BEGIN MATERIAL FOR THE TASK
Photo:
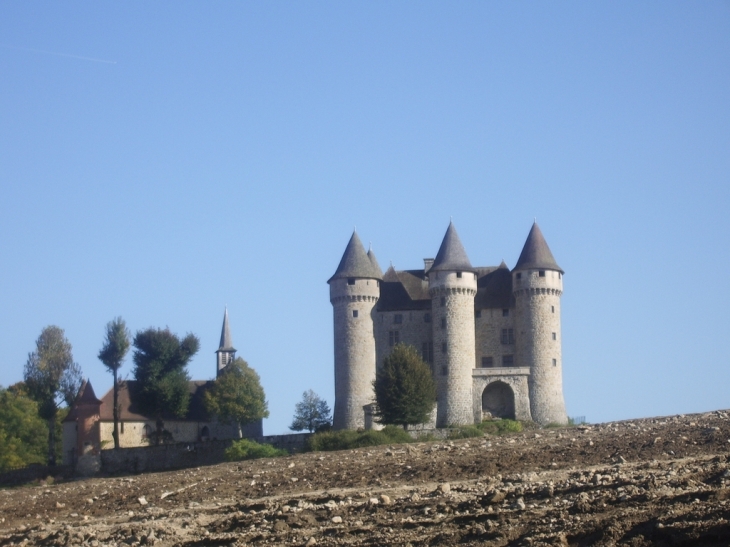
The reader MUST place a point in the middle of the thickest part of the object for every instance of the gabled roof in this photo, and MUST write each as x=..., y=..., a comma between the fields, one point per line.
x=374, y=262
x=355, y=262
x=226, y=342
x=536, y=253
x=451, y=255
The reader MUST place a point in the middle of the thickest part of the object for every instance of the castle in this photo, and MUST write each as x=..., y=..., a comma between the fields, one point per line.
x=491, y=335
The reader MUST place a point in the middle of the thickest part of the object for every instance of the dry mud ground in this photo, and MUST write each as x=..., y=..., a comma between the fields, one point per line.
x=661, y=481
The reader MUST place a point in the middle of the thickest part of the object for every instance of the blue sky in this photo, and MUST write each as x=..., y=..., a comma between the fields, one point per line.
x=160, y=161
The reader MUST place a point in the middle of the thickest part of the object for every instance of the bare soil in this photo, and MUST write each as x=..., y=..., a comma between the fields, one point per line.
END MATERIAL FOR THE TASK
◆ ABOUT THIS TASK ◆
Exactly the lines from the one holding "of the castle" to the final line of the listing, both included, must make up the answer.

◆ FINISHED EXERCISE ◆
The reader MUST place a point in the middle of the thickest part of the object for every instance of the castle in this photo, and MUST write each as x=..., y=..., a comma between the fields, one point per line.
x=491, y=335
The reader MUST place a point in the middle of the thickest part of the object for every instance of the dry mud ground in this photo, and MUST write each as x=..., y=..., a comma between the fields, one point per line.
x=661, y=481
The reader MUST place a point in the middle of the thickest part of the object for every instance of the blue sky in this photo, and MUST write each as x=..., y=..., a comma between the fields, one point per line.
x=160, y=161
The reader MUST place a point in the middle of the thickest part of the object for every instance of the bare soil in this photo, and MUST write each as x=..., y=..., a comma between the fields, one point per line.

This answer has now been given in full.